Ntando Duma (born August 29, 1995) is a South African actress and television personality. She is best known as a presenter on e.tv's youth programming block Craz-e, where she primarily featured on Craz-e World live. She is also well known for her portrayal of Zinzi Dandala on e.tv's soap opera Rhythm City. 

She is also embroiled in a race-row following a live stream where she racially abuses a woman who confronted her about parking in a disabled parking.

Early life 
Ntando Duma was born in the township of Orange Farm in Johannesburg, Gauteng. She grew up in the township of Orange Farm located approximately 45 km from Johannesburg, where she was raised by her mother and her grandmother. She has three siblings including her sister, Thando Duma.

Her father left the family when she was three years old and died in 2008.

Personal life 
She has a child with a DJ called Junior DeRocka who named their child, Sbahle Mzizi.

Career

Television
She joined the etv's Rhythm City as Zinzi Dandala. In June 2014 Ntando Duma was introduced as one of the new Craz-e presenters.
■ ■ ■ ■
» **Prompt 1**
Reproduce the part of the Ntando Duma biography starting at "Her father left" and ending at "new Craz-e presenters.".
The entries that follow are unrelated to the Ntando Duma biography.

» **Data supplied**
■ ■ ■ ■
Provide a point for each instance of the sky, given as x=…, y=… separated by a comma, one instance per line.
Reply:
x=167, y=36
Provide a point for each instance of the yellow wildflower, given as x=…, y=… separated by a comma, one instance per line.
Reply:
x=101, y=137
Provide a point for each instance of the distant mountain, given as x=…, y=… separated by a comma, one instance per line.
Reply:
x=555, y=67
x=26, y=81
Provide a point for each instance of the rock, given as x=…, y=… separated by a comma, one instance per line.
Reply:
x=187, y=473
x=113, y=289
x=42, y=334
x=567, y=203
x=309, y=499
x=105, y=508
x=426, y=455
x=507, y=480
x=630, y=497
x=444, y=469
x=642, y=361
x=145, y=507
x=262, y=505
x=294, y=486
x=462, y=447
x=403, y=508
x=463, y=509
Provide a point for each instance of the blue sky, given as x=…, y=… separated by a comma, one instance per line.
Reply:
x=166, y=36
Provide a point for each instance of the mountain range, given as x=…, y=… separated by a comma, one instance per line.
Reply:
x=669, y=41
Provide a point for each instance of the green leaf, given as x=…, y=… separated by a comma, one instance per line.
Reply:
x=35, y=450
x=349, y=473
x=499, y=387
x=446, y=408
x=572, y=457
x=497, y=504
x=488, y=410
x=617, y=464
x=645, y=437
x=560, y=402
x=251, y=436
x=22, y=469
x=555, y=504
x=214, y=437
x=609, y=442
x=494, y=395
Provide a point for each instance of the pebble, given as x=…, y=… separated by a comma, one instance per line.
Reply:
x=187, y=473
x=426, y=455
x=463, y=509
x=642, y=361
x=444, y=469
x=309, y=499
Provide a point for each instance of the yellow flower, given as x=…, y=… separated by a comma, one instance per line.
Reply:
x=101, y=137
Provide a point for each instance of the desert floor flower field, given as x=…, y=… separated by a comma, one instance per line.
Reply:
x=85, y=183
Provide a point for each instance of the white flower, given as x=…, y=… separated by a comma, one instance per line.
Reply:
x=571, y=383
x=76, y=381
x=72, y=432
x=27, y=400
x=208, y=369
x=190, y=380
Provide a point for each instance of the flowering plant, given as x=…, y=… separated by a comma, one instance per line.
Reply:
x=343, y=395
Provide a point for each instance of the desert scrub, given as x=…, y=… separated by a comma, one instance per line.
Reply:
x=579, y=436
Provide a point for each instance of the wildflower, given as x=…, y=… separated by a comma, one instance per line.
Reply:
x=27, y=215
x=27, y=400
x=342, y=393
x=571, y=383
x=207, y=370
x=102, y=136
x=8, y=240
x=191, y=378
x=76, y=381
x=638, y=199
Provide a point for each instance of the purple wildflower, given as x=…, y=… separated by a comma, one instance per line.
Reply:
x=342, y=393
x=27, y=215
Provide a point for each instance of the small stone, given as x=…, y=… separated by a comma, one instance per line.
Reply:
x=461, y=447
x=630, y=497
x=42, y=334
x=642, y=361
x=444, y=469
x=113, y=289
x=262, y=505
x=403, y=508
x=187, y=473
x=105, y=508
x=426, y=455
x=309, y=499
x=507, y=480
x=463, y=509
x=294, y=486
■ ■ ■ ■
» **Prompt 2**
In the entries, rewrite only the lines starting at the one containing "Provide a point for each instance of the mountain" and ending at the one containing "x=669, y=41", swapping "mountain range" for "mountain ridge" and leaving everything else unchanged.

» **Written reply 1**
Her father left the family when she was three years old and died in 2008.

Personal life 
She has a child with a DJ called Junior DeRocka who named their child, Sbahle Mzizi.

Career

Television
She joined the etv's Rhythm City as Zinzi Dandala. In June 2014 Ntando Duma was introduced as one of the new Craz-e presenters.

» **Written reply 2**
Provide a point for each instance of the mountain ridge, given as x=…, y=… separated by a comma, one instance per line.
Reply:
x=669, y=41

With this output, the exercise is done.